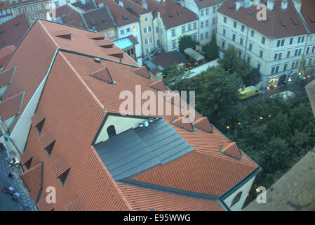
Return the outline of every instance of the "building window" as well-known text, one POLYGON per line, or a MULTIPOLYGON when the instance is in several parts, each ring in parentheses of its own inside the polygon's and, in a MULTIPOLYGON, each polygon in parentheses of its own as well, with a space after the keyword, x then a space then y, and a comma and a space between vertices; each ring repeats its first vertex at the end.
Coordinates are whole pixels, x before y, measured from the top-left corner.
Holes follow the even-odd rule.
POLYGON ((209 38, 209 32, 207 31, 207 32, 205 33, 205 39, 208 39, 208 38, 209 38))
POLYGON ((235 41, 235 38, 236 38, 236 34, 232 34, 232 41, 235 41))
POLYGON ((172 42, 172 49, 176 49, 176 41, 175 41, 172 42))
POLYGON ((115 127, 114 127, 113 125, 110 125, 109 127, 107 127, 107 134, 108 134, 108 137, 110 139, 111 137, 112 137, 113 136, 116 135, 116 130, 115 130, 115 127))
POLYGON ((239 44, 243 45, 243 41, 244 41, 244 39, 243 39, 243 37, 241 37, 239 39, 239 44))
POLYGON ((260 50, 259 53, 259 57, 262 58, 264 56, 264 51, 262 50, 260 50))
POLYGON ((61 186, 65 184, 65 181, 66 181, 67 176, 68 176, 69 171, 70 168, 64 172, 60 176, 58 176, 59 181, 60 181, 61 186))
POLYGON ((176 35, 175 33, 175 29, 172 29, 172 37, 176 35))
POLYGON ((236 196, 235 196, 235 198, 233 199, 232 200, 232 203, 231 204, 231 207, 232 207, 233 205, 234 205, 235 204, 236 204, 239 200, 241 199, 241 196, 242 195, 242 192, 240 191, 237 193, 236 196))

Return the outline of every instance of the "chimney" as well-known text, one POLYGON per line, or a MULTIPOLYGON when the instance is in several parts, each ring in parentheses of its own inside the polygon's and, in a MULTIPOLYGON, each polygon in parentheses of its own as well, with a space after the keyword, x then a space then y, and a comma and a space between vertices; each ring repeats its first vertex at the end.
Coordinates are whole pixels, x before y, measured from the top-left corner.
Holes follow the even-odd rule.
POLYGON ((260 0, 254 0, 254 6, 257 6, 260 4, 260 0))
POLYGON ((142 0, 142 7, 147 9, 147 0, 142 0))
POLYGON ((286 10, 288 8, 288 0, 281 1, 281 9, 286 10))
POLYGON ((243 1, 241 0, 239 0, 236 1, 236 11, 238 11, 243 5, 243 1))
POLYGON ((302 7, 302 1, 301 0, 293 0, 294 3, 294 7, 295 7, 295 9, 297 12, 301 12, 301 7, 302 7))
POLYGON ((267 0, 267 8, 273 11, 274 8, 274 0, 267 0))

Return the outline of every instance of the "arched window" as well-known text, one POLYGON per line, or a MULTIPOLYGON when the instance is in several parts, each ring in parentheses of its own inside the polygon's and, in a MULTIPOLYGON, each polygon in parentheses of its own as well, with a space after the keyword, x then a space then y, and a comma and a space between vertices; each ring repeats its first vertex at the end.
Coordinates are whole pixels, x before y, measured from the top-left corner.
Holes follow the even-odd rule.
POLYGON ((232 203, 231 204, 231 207, 232 207, 233 205, 234 205, 236 202, 238 202, 239 201, 239 200, 241 199, 241 195, 242 195, 241 191, 240 191, 237 193, 236 196, 235 196, 235 198, 233 199, 232 203))
POLYGON ((110 125, 109 127, 107 127, 107 134, 108 136, 109 137, 109 139, 111 137, 112 137, 113 136, 116 135, 116 130, 115 130, 115 127, 114 127, 113 125, 110 125))

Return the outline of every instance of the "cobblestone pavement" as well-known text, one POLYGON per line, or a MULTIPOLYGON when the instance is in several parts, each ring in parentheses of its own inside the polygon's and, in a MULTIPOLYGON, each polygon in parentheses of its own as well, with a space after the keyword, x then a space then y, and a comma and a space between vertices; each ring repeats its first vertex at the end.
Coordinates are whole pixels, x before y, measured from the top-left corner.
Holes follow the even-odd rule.
MULTIPOLYGON (((6 181, 6 183, 8 183, 10 186, 14 188, 15 190, 15 191, 20 194, 20 202, 21 209, 22 207, 24 207, 25 209, 27 209, 27 207, 28 210, 29 211, 36 210, 34 202, 29 198, 27 194, 27 191, 25 190, 25 187, 21 184, 22 181, 20 179, 17 179, 17 176, 18 176, 17 172, 8 166, 6 150, 0 149, 0 179, 6 181), (13 174, 12 179, 10 179, 8 176, 10 172, 13 174)), ((0 188, 3 188, 3 187, 1 186, 0 188)), ((4 208, 3 206, 2 208, 4 208)))

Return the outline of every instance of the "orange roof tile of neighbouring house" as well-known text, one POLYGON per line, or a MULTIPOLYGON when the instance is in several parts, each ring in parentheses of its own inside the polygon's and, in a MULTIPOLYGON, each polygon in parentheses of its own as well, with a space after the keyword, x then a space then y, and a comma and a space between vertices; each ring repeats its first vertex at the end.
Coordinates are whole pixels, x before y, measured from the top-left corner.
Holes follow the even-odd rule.
MULTIPOLYGON (((95 139, 109 115, 122 116, 120 105, 124 100, 119 98, 121 91, 129 91, 135 96, 135 88, 140 85, 141 91, 157 94, 157 90, 161 89, 170 95, 173 94, 162 81, 147 74, 124 54, 121 58, 113 56, 121 51, 116 46, 103 48, 95 44, 95 41, 102 43, 103 40, 99 38, 100 34, 93 36, 96 39, 91 39, 93 34, 37 20, 3 69, 5 71, 16 66, 0 105, 12 96, 25 91, 20 105, 23 112, 39 91, 39 86, 44 84, 32 120, 29 116, 29 131, 24 150, 29 157, 32 155, 32 165, 43 163, 43 189, 54 186, 58 195, 56 203, 47 205, 43 192, 37 198, 39 210, 228 210, 221 198, 253 177, 260 168, 241 150, 241 160, 222 154, 221 147, 229 140, 214 127, 212 132, 205 131, 210 130, 207 127, 210 123, 194 110, 192 113, 195 119, 185 123, 182 113, 159 115, 156 112, 148 117, 143 112, 135 112, 137 108, 133 106, 133 112, 126 117, 154 118, 149 127, 151 129, 137 131, 130 129, 117 134, 115 139, 119 144, 114 147, 126 148, 119 149, 119 158, 104 158, 98 147, 114 143, 115 139, 109 139, 112 143, 100 142, 100 146, 95 143, 95 139), (72 39, 53 34, 65 30, 72 39), (32 55, 29 49, 32 49, 32 55), (103 74, 105 68, 106 73, 103 74), (43 118, 39 134, 34 124, 43 118), (154 135, 148 134, 149 130, 154 131, 154 135), (167 133, 160 134, 163 131, 167 133), (127 165, 123 163, 124 150, 132 147, 126 139, 128 135, 143 148, 141 153, 137 151, 137 146, 132 148, 135 153, 128 158, 127 165), (48 146, 52 150, 47 157, 43 148, 48 146), (143 158, 139 158, 138 153, 143 158), (152 163, 145 160, 147 157, 152 160, 152 163), (119 160, 119 165, 115 159, 119 160), (134 196, 130 196, 130 193, 134 193, 134 196), (152 200, 146 201, 146 198, 152 200), (180 204, 190 202, 194 207, 180 204)), ((142 100, 142 103, 145 102, 146 100, 142 100)), ((187 107, 190 108, 189 105, 187 107)), ((20 114, 9 131, 17 127, 20 114)), ((105 155, 109 153, 108 149, 105 148, 105 155)))

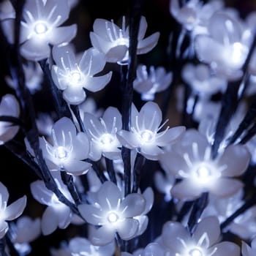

━━━━

DIRECTIONS FOR THIS TASK:
Copy out all of the records above word for word, leaving out the pictures.

WRITTEN SOLUTION:
Return the outline of every instance of the "building window" as well-known text, one POLYGON per line, or a MULTIPOLYGON when the instance is in several parts, each ring in parentheses of its own inside the polygon's and, in a MULTIPOLYGON, each polygon in parentheses of its own as well, with a space after the keyword, x then a space then y, and a comma and a space between vertices; each ring repeats its first vertex at the end.
Coordinates are whole pixels, x before y, measured from the top-left corner.
Holes follow the even-odd rule.
POLYGON ((209 38, 209 32, 207 31, 207 32, 205 33, 205 39, 208 39, 208 38, 209 38))
POLYGON ((235 41, 235 38, 236 38, 236 34, 232 34, 232 41, 235 41))
POLYGON ((172 42, 172 49, 176 49, 176 41, 175 41, 172 42))
POLYGON ((115 127, 114 127, 113 125, 110 125, 109 127, 107 127, 107 134, 108 134, 108 137, 110 139, 111 137, 112 137, 113 136, 116 135, 116 130, 115 130, 115 127))
POLYGON ((239 44, 243 45, 243 41, 244 41, 244 39, 243 39, 243 37, 241 37, 239 39, 239 44))
POLYGON ((260 50, 259 53, 259 57, 262 58, 264 56, 264 51, 262 50, 260 50))
POLYGON ((61 186, 65 184, 65 181, 66 181, 67 176, 68 176, 69 171, 70 168, 64 172, 60 176, 58 176, 59 181, 60 181, 61 186))
POLYGON ((176 35, 175 33, 175 29, 172 29, 172 37, 176 35))
POLYGON ((236 196, 235 196, 235 198, 233 199, 232 200, 232 203, 231 204, 231 207, 232 207, 233 205, 234 205, 235 204, 236 204, 239 200, 241 199, 241 196, 242 195, 242 192, 240 191, 237 193, 236 196))

Return the outline of every instance of the "chimney" as well-known text, one POLYGON per line, or a MULTIPOLYGON when the instance is in several parts, each ring in parentheses of its own inside the polygon's and, in a MULTIPOLYGON, each polygon in parentheses of its own as well, with a space after the keyword, x then a space then y, and a comma and a space between vertices; each ring repeats its first vertex at the end.
Coordinates are whole pixels, x before y, measured from the top-left corner.
Holes follow the even-odd rule.
POLYGON ((260 0, 254 0, 254 6, 257 6, 260 4, 260 0))
POLYGON ((142 0, 142 7, 147 9, 147 0, 142 0))
POLYGON ((286 10, 288 8, 288 0, 281 1, 281 9, 286 10))
POLYGON ((243 1, 241 0, 239 0, 236 1, 236 11, 238 11, 243 5, 243 1))
POLYGON ((302 7, 302 1, 301 0, 293 0, 294 3, 294 7, 295 7, 295 9, 297 12, 301 12, 301 7, 302 7))
POLYGON ((267 0, 267 8, 273 11, 274 8, 274 0, 267 0))

Return the outline of every instance of the "arched window" as well-known text, one POLYGON per line, or a MULTIPOLYGON when the instance is in several parts, each ring in parentheses of its own inside the polygon's and, in a MULTIPOLYGON, each polygon in parentheses of its own as well, with a space after the keyword, x then a space then y, and a comma and a space between vertices; each ring repeats its first vertex at the end.
Coordinates are whole pixels, x before y, measured from the top-left corner.
Holes follow the even-odd rule.
POLYGON ((232 203, 231 204, 231 207, 232 207, 233 205, 234 205, 236 202, 238 202, 239 201, 239 200, 241 199, 241 195, 242 195, 241 191, 240 191, 237 193, 236 196, 235 196, 235 198, 233 199, 232 203))
POLYGON ((110 125, 109 127, 107 127, 107 134, 108 136, 109 137, 109 139, 111 137, 112 137, 113 136, 116 135, 116 130, 115 130, 115 127, 114 127, 113 125, 110 125))

Return the outline of every instance of the "cobblestone pavement" as well-known text, one POLYGON per line, or a MULTIPOLYGON when the instance is in several parts, each ring in parentheses of its own inside the polygon's and, in a MULTIPOLYGON, each polygon in parentheses of its own as well, with a space after the keyword, x then a space then y, and a comma and a space between vertices; each ring repeats its first vertex at the end.
Coordinates are whole pixels, x before y, measured from the top-left corner.
Holes follow the even-odd rule.
MULTIPOLYGON (((6 181, 6 183, 8 183, 10 186, 14 188, 15 190, 15 191, 20 194, 20 202, 21 209, 22 207, 24 207, 25 209, 27 209, 27 207, 28 210, 29 211, 36 210, 34 202, 29 198, 27 194, 27 191, 25 190, 25 187, 21 184, 22 181, 20 179, 17 179, 17 176, 18 176, 17 172, 8 166, 6 150, 0 149, 0 179, 6 181), (13 174, 12 179, 10 179, 8 176, 10 172, 13 174)), ((0 188, 3 188, 3 187, 1 186, 0 188)), ((4 208, 3 206, 2 208, 4 208)))

Return the outline of every instance of the "orange roof tile of neighbouring house" as well-known text, one POLYGON per line, or a MULTIPOLYGON when the instance is in several parts, each ring in parentheses of its own inside the polygon's and, in a MULTIPOLYGON, each polygon in parentheses of its own as well, with a space after the keyword, x then a space then y, and a comma and a space between vertices; each ring repeats its first vertex at the end.
Coordinates are whole pixels, x before y, measured from the top-left corner.
Holes follow the even-odd rule.
MULTIPOLYGON (((95 139, 109 115, 122 116, 120 105, 124 100, 119 98, 121 91, 129 91, 135 96, 135 88, 140 85, 141 91, 157 94, 157 90, 161 89, 170 95, 173 94, 162 81, 147 74, 124 54, 121 58, 113 56, 121 51, 116 46, 103 48, 95 44, 95 41, 102 43, 103 40, 99 38, 100 34, 93 36, 96 39, 91 39, 93 34, 37 20, 3 69, 5 71, 16 66, 0 105, 12 96, 25 91, 20 105, 23 112, 39 91, 39 86, 44 84, 32 120, 29 116, 29 131, 24 150, 29 157, 32 155, 32 165, 43 163, 43 189, 54 186, 58 195, 56 203, 47 205, 43 192, 37 198, 39 210, 228 210, 221 198, 253 177, 260 168, 241 150, 241 160, 222 154, 221 147, 229 140, 214 127, 212 132, 205 131, 210 130, 207 127, 210 123, 194 110, 192 113, 195 119, 185 123, 182 113, 159 115, 156 112, 148 117, 143 112, 135 112, 137 108, 133 106, 133 112, 126 117, 154 118, 149 127, 151 129, 137 131, 130 129, 117 134, 115 139, 119 144, 114 147, 126 148, 119 149, 119 158, 104 158, 98 147, 114 143, 115 139, 109 139, 112 143, 100 142, 100 146, 95 143, 95 139), (72 39, 53 34, 65 30, 72 39), (32 55, 29 49, 32 49, 32 55), (103 74, 105 68, 106 73, 103 74), (43 118, 39 134, 34 124, 43 118), (154 135, 148 134, 149 130, 154 131, 154 135), (167 133, 160 134, 163 131, 167 133), (127 165, 123 163, 124 150, 132 147, 126 139, 128 135, 143 148, 141 153, 137 151, 137 146, 132 148, 135 153, 128 158, 127 165), (48 146, 52 150, 47 157, 43 148, 48 146), (143 158, 139 158, 138 153, 143 158), (152 163, 145 160, 147 157, 152 160, 152 163), (119 160, 119 165, 115 159, 119 160), (134 196, 130 196, 130 193, 134 193, 134 196), (152 200, 146 201, 146 198, 152 200), (180 204, 190 202, 194 207, 180 204)), ((142 100, 142 103, 145 102, 146 100, 142 100)), ((187 107, 190 108, 189 105, 187 107)), ((20 114, 9 131, 17 127, 20 114)), ((105 155, 109 153, 108 149, 105 148, 105 155)))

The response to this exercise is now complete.